• _EXERCISE MATERIALS_:

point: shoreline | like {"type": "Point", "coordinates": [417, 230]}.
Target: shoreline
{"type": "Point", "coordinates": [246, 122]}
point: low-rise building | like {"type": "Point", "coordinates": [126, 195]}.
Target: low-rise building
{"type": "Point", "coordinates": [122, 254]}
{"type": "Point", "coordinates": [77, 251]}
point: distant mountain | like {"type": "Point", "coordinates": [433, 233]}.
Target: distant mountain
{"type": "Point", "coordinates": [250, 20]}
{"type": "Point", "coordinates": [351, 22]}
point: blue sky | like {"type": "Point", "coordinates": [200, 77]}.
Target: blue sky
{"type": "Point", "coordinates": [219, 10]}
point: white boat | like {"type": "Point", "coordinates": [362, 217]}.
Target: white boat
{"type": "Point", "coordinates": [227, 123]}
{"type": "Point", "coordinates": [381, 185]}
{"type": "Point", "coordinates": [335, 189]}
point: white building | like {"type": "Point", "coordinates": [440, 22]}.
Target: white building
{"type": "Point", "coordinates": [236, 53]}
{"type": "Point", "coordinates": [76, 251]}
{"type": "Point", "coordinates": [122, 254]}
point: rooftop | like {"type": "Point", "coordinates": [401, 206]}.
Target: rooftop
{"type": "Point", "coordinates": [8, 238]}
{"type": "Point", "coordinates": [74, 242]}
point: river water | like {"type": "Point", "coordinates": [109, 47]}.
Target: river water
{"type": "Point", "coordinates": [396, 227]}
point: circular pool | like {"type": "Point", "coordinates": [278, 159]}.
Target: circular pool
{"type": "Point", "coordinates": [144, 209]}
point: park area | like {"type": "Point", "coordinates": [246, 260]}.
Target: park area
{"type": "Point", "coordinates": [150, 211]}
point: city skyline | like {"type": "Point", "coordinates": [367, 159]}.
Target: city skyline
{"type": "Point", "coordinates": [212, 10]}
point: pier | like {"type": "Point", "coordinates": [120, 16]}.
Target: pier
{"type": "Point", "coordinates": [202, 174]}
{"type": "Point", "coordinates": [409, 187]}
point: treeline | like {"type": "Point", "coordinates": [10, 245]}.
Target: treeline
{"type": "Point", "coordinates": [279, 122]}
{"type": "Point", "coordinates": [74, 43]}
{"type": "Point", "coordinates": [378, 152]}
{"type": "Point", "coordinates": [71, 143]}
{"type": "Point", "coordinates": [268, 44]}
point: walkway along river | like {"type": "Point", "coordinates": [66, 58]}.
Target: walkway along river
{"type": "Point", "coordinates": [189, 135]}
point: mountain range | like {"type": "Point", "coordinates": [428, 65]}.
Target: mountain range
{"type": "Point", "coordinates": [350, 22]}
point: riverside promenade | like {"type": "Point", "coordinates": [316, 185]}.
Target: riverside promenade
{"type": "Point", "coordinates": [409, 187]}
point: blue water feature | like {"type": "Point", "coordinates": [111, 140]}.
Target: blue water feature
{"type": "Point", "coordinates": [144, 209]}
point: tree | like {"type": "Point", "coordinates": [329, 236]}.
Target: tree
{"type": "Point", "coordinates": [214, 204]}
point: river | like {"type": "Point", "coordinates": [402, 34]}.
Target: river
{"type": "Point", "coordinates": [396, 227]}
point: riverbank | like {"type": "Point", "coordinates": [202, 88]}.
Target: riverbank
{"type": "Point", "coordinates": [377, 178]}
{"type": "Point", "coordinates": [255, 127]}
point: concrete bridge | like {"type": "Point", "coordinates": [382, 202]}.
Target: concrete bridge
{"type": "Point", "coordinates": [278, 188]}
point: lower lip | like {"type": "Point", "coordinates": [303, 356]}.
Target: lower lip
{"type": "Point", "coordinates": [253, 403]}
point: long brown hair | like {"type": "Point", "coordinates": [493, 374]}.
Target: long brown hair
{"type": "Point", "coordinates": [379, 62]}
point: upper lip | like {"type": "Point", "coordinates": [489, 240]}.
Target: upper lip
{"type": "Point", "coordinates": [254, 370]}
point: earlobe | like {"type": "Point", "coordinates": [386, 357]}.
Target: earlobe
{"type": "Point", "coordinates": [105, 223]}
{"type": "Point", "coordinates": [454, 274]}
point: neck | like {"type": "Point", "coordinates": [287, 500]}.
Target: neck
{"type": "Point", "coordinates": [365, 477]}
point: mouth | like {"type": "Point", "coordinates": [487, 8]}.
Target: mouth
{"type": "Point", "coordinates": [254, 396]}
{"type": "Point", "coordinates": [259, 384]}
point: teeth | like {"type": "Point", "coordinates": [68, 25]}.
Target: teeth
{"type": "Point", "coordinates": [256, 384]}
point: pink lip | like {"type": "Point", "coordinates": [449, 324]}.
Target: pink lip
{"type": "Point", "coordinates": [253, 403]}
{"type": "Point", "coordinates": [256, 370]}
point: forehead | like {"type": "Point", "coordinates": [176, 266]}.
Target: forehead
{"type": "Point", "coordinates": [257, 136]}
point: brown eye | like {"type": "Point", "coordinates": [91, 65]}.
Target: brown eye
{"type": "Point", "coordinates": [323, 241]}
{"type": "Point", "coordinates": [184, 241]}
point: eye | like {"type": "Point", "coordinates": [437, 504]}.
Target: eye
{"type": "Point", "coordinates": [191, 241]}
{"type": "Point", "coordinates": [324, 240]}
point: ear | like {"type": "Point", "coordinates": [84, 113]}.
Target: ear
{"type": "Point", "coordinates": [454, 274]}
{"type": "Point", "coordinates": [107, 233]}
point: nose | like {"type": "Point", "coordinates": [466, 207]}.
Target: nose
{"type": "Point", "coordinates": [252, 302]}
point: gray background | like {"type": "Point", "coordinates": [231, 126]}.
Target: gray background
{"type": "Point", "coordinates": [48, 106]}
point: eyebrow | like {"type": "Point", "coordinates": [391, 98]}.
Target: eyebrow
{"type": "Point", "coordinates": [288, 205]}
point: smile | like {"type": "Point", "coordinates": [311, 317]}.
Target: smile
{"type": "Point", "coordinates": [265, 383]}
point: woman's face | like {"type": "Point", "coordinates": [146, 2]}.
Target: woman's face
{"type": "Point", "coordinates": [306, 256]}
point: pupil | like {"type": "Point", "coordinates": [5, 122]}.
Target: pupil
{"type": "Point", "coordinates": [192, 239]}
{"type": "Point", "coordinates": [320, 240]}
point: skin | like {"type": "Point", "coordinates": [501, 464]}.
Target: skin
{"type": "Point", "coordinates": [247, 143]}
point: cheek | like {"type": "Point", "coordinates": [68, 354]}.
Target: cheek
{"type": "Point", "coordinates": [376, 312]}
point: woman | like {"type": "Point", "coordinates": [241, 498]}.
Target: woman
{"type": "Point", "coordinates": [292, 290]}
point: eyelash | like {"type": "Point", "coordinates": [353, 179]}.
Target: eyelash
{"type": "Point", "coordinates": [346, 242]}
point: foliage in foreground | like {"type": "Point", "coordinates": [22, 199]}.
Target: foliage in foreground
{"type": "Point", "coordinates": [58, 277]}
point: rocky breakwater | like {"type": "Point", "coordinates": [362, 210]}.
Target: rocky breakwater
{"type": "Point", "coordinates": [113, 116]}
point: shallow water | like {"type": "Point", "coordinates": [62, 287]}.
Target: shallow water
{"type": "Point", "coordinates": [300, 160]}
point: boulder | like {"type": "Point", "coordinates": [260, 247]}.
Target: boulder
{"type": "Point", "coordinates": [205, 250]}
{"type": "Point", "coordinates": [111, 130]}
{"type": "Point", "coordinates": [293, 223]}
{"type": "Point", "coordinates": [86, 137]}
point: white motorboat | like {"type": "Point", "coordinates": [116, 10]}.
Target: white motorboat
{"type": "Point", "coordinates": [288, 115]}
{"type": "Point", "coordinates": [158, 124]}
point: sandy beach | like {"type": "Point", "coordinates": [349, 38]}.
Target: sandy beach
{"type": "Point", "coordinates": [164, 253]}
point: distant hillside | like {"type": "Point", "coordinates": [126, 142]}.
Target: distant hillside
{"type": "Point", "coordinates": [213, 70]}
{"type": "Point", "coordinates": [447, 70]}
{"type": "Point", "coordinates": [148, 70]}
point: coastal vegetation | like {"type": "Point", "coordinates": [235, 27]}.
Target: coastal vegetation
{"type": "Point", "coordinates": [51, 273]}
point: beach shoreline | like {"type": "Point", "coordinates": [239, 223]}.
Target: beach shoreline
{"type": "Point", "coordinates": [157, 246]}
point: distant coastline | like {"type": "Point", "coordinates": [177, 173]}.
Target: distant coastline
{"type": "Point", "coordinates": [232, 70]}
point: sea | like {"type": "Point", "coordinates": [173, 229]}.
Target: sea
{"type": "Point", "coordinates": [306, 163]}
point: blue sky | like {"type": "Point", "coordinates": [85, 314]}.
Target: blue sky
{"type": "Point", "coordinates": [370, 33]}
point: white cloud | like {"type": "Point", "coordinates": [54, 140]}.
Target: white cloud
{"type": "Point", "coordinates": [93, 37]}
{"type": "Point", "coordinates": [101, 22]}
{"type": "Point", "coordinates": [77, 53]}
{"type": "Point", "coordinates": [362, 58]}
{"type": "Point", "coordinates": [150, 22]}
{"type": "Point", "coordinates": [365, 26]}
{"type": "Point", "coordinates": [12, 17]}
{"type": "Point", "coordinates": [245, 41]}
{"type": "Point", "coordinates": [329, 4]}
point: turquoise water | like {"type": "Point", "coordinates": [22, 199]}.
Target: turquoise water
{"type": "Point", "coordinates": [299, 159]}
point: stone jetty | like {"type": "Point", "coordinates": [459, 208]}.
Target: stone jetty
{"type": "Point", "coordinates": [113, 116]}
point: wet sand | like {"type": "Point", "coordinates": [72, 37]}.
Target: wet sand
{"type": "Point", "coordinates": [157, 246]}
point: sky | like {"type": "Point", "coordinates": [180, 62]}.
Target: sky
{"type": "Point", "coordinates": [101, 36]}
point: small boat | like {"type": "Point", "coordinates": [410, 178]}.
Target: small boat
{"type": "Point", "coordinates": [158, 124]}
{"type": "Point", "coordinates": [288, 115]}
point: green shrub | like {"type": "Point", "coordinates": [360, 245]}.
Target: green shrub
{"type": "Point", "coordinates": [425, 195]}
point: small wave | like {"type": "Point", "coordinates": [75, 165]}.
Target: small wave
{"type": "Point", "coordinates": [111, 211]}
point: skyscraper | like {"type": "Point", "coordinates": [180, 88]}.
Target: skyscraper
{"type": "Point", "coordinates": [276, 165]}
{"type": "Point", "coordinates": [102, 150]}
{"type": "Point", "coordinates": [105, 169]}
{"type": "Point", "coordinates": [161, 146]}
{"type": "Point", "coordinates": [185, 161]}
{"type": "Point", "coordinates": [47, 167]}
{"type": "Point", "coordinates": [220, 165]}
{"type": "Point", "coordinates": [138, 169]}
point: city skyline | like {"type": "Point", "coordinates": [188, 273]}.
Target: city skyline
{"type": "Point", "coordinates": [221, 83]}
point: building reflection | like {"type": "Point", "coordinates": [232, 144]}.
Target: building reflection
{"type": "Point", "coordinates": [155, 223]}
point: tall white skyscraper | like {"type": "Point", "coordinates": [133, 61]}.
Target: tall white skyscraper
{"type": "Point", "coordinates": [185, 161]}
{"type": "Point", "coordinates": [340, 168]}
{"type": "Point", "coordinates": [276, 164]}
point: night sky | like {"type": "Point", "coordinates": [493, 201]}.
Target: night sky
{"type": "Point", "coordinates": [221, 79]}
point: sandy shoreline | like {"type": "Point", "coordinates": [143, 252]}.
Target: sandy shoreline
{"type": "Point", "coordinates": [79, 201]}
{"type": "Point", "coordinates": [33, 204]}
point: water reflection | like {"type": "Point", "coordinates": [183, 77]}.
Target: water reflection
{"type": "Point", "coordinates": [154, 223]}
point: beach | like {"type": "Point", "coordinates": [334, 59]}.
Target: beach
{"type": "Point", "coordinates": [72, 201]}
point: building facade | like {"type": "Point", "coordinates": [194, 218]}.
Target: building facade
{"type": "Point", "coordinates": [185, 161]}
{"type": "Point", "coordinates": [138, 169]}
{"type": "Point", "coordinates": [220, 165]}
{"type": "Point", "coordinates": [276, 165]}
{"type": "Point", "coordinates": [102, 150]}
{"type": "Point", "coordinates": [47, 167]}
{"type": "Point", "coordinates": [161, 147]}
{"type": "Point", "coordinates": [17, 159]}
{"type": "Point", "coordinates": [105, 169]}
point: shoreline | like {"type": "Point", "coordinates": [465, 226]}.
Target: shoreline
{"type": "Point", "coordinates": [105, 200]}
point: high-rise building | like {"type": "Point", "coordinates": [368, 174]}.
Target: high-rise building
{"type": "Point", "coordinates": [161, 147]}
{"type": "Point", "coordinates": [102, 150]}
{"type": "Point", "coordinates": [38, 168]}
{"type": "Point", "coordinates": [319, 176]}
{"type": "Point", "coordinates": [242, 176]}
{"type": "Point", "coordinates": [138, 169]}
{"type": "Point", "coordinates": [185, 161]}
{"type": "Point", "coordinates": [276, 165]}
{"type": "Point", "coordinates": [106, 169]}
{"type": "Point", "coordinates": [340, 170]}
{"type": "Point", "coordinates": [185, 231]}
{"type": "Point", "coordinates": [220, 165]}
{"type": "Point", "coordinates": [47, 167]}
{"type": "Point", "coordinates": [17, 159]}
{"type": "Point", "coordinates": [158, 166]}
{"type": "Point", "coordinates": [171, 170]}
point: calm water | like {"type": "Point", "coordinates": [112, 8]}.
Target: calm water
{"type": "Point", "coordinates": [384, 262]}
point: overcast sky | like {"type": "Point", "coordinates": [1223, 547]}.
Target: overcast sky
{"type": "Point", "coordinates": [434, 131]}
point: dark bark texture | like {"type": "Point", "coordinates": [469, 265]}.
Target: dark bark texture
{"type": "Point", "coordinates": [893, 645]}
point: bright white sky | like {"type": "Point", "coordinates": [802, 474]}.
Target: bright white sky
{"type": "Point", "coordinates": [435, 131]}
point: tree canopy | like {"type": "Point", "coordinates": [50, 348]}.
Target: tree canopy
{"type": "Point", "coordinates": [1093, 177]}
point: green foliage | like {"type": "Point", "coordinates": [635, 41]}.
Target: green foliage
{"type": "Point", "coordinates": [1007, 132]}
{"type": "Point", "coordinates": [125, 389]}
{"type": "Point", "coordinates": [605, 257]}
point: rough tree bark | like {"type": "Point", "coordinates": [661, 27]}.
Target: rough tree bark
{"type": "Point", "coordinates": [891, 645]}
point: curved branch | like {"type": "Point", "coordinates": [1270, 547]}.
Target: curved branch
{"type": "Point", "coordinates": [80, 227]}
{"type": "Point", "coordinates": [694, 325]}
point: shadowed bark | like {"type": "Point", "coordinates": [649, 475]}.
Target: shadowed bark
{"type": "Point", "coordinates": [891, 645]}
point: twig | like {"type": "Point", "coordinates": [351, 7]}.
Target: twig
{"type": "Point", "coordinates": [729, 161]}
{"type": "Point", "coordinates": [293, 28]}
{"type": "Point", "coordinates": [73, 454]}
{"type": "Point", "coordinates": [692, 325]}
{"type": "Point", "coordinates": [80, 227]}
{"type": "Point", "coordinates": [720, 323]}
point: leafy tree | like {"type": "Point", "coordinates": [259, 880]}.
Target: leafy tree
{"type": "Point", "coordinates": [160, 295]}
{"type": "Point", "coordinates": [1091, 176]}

• _EXERCISE GOAL_:
Find where the line with "Target: eyelash" sits in the material above, then copy exactly from it through the line with "point: white motorboat". Add no other line.

• _TASK ANSWER_:
Target: eyelash
{"type": "Point", "coordinates": [346, 242]}
point: foliage in foreground | like {"type": "Point", "coordinates": [22, 199]}.
Target: foliage in foreground
{"type": "Point", "coordinates": [58, 277]}
point: rocky breakwater | like {"type": "Point", "coordinates": [362, 210]}.
Target: rocky breakwater
{"type": "Point", "coordinates": [113, 116]}
point: shallow water | like {"type": "Point", "coordinates": [62, 287]}.
Target: shallow water
{"type": "Point", "coordinates": [300, 160]}
point: boulder | like {"type": "Point", "coordinates": [260, 247]}.
Target: boulder
{"type": "Point", "coordinates": [205, 250]}
{"type": "Point", "coordinates": [111, 130]}
{"type": "Point", "coordinates": [293, 223]}
{"type": "Point", "coordinates": [86, 137]}
point: white motorboat | like {"type": "Point", "coordinates": [116, 10]}.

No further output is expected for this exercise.